**Given passage:**
Romanians Dominate Final Day of Barcelona Meet; Potec Swims 4:10 400m Free -- June 13, 2002
BARCELONA, June 12. THE final day of the XXIII Gran Premi Internacional Ciutat de Barcelona concluded this evening with some close, exciting and excellent racing.
The meet's end also saw the conclusion of this year's Mare Nostrum Series which also featured excellent competition throughout the four meets.
One of the most impressive wins here was by Romania's Camelia Potec, defending European 200 free champ who won her that race yesterday. Tonight Potec won the 400 free in a seasonl-best 4:10.23, a mere .01 off her
meet record from two years when she went on the win the Euro title.
Countrymen Dragos Coman (400 free, 3:53.33; mile, 15:24.28) and Cezar Badita (400 IM, 4:20.80) also collected golds. For Badita it marked the second consecutive meet where he swept the medleys, as he did it at Rome last weekend.

**Set problem:** Summarize the Barcelona meet report above in two sentences.

**Data lines:**
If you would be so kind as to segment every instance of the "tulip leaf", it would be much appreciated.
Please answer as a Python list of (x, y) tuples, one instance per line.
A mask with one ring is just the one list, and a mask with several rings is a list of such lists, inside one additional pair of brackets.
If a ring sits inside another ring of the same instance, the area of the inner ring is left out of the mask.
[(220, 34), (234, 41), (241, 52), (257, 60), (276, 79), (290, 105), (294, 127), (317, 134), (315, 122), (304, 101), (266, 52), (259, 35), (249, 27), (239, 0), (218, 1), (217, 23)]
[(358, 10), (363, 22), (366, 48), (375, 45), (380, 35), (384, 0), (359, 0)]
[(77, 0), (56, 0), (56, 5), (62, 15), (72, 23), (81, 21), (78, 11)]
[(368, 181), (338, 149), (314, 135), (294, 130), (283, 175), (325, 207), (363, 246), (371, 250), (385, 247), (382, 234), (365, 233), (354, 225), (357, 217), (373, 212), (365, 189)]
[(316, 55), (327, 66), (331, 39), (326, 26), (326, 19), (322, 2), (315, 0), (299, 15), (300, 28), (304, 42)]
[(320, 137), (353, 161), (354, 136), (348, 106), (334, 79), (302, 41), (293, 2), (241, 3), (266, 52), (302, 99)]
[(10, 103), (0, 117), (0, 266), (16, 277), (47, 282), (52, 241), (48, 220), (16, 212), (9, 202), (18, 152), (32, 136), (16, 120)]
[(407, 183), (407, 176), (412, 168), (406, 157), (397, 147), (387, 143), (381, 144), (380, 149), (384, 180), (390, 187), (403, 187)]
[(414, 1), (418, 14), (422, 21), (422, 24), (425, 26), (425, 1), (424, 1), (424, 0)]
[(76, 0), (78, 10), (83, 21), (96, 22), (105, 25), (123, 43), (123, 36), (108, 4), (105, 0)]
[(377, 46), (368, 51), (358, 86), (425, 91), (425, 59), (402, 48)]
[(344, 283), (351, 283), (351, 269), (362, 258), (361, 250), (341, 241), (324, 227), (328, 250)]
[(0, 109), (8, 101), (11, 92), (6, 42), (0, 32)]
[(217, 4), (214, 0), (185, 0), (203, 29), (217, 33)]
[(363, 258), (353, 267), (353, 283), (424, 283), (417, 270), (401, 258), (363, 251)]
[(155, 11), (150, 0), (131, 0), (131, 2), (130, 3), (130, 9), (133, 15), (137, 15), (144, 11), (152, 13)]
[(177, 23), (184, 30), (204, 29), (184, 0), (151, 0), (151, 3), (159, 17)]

**Solution for this task:** The XXIII Gran Premi Internacional Ciutat de Barcelona ended on June 12 with a final day of close, exciting racing, which also concluded this year's Mare Nostrum Series. Romanian swimmers dominated, as Camelia Potec won the 400 free in 4:10.23, Dragos Coman took the 400 free and the mile, and Cezar Badita won the 400 IM.